§ What is needed
Format as a Markdown table, with columns Row and Line, the listing lines starting at the line containing "Please find fox head" and ending at the line containing "[146,214,566,359]", leaving out blank lines.

^^^^

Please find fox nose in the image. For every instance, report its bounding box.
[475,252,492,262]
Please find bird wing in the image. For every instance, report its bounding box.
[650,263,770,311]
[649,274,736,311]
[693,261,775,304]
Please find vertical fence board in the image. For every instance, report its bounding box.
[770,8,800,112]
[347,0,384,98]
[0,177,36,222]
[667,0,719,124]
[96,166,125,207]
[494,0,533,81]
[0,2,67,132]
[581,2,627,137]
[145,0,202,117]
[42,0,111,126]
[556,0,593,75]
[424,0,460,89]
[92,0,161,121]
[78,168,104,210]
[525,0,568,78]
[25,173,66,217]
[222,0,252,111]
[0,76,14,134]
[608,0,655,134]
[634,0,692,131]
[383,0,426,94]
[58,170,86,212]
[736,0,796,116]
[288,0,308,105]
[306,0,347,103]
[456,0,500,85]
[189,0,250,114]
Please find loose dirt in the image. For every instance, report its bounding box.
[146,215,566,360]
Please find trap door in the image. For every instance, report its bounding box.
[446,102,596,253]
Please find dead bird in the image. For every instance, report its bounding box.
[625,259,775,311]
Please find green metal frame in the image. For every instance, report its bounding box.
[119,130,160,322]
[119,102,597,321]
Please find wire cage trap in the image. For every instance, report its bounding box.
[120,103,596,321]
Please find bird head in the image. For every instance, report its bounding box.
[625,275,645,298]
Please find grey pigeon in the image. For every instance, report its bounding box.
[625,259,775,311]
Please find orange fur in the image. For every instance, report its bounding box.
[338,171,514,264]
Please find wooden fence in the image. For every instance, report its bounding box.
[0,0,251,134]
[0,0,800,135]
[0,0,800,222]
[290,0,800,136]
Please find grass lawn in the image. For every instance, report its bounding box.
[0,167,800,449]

^^^^

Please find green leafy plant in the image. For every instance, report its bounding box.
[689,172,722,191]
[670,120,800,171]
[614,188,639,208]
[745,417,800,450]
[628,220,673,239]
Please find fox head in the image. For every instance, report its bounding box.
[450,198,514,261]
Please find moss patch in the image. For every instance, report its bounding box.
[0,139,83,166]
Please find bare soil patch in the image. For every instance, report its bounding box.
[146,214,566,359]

^^^^

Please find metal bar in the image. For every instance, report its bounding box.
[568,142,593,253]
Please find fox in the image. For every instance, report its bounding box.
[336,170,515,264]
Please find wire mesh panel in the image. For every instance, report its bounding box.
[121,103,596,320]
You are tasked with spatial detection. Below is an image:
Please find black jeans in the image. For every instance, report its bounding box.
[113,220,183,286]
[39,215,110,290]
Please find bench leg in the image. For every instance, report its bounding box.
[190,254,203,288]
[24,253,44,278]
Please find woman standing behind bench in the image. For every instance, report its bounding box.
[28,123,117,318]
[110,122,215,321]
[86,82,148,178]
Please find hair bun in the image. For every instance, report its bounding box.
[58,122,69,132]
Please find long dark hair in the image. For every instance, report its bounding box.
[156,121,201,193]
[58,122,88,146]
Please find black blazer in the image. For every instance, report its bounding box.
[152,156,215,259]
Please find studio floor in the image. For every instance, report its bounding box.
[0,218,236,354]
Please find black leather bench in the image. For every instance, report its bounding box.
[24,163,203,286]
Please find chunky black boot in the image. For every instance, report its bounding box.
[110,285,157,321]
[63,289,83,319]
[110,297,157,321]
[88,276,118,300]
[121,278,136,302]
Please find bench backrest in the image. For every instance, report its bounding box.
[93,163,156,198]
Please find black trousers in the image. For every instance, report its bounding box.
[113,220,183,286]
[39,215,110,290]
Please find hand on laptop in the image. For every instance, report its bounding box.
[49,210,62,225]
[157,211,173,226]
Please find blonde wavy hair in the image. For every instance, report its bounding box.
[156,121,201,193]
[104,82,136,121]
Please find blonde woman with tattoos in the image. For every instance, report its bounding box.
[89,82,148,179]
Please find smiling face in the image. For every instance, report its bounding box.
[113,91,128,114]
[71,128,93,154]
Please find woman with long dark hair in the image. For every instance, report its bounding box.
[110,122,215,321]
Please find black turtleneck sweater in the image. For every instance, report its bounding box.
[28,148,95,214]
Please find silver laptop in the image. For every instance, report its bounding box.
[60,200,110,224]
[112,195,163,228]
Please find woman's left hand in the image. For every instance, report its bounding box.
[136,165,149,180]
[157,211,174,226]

^^^^

§ Final answer
| Row | Line |
|---|---|
| 1 | Please find fox head in the image. For every instance, report its bounding box. |
| 2 | [450,198,514,261] |
| 3 | Please find moss patch in the image. For every instance, report its bounding box. |
| 4 | [0,139,83,166] |
| 5 | Please find bare soil patch in the image. For every instance, report its bounding box. |
| 6 | [146,214,566,359] |